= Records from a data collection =
○ ○ ○ ○ ○ ○ ○
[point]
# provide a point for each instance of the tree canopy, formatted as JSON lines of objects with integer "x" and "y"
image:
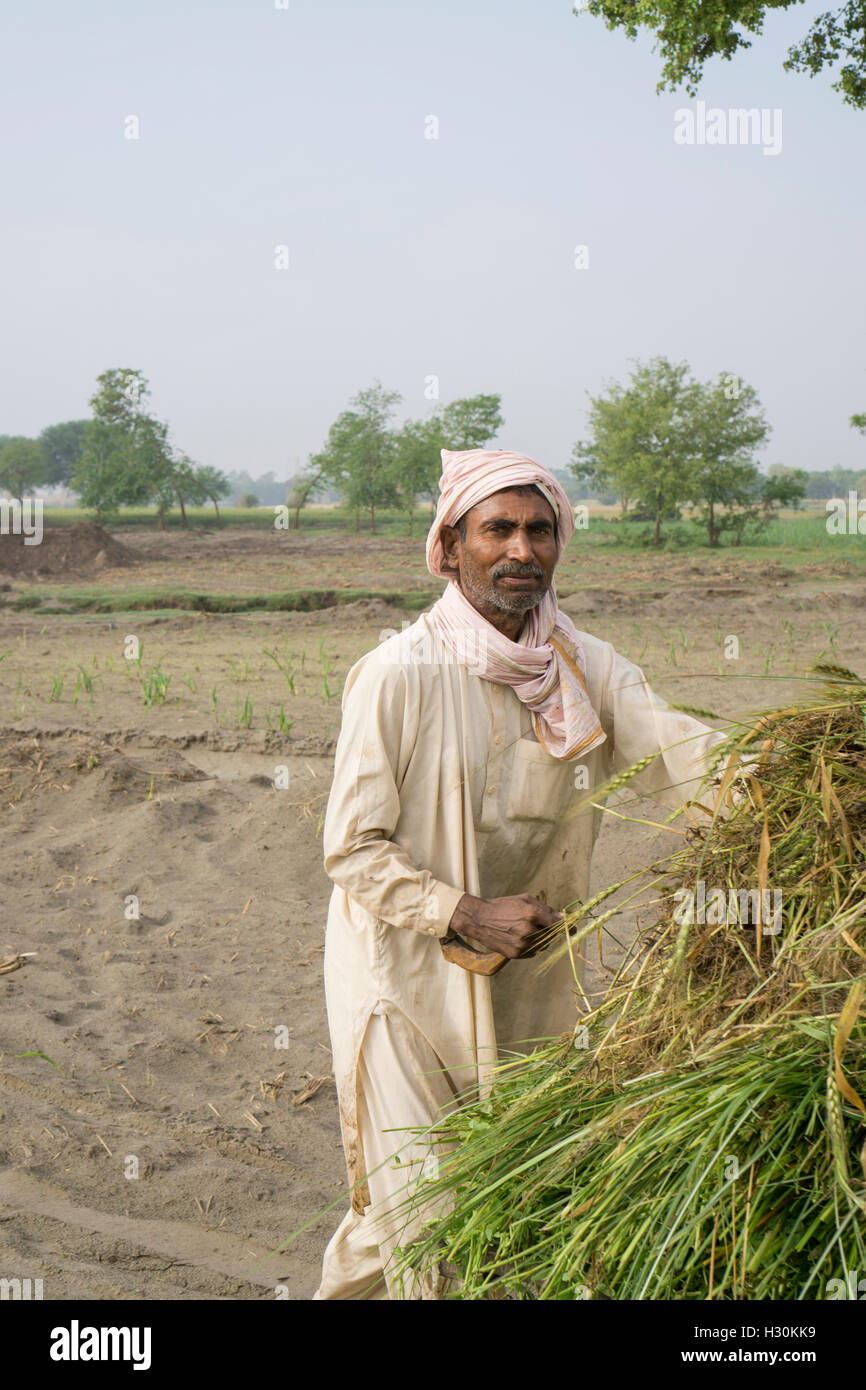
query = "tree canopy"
{"x": 688, "y": 32}
{"x": 665, "y": 439}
○ ○ ○ ○ ○ ○ ○
= The exercise =
Substitute "treetop" for every "tree canopy" in the rows above and give the rows again with nothing else changed. Leave the pictures out of your answer.

= Written answer =
[point]
# provide a point for each instance of the treetop, formatted as JSON lines of objects with integer "x" and "y"
image:
query = "treetop"
{"x": 688, "y": 32}
{"x": 665, "y": 439}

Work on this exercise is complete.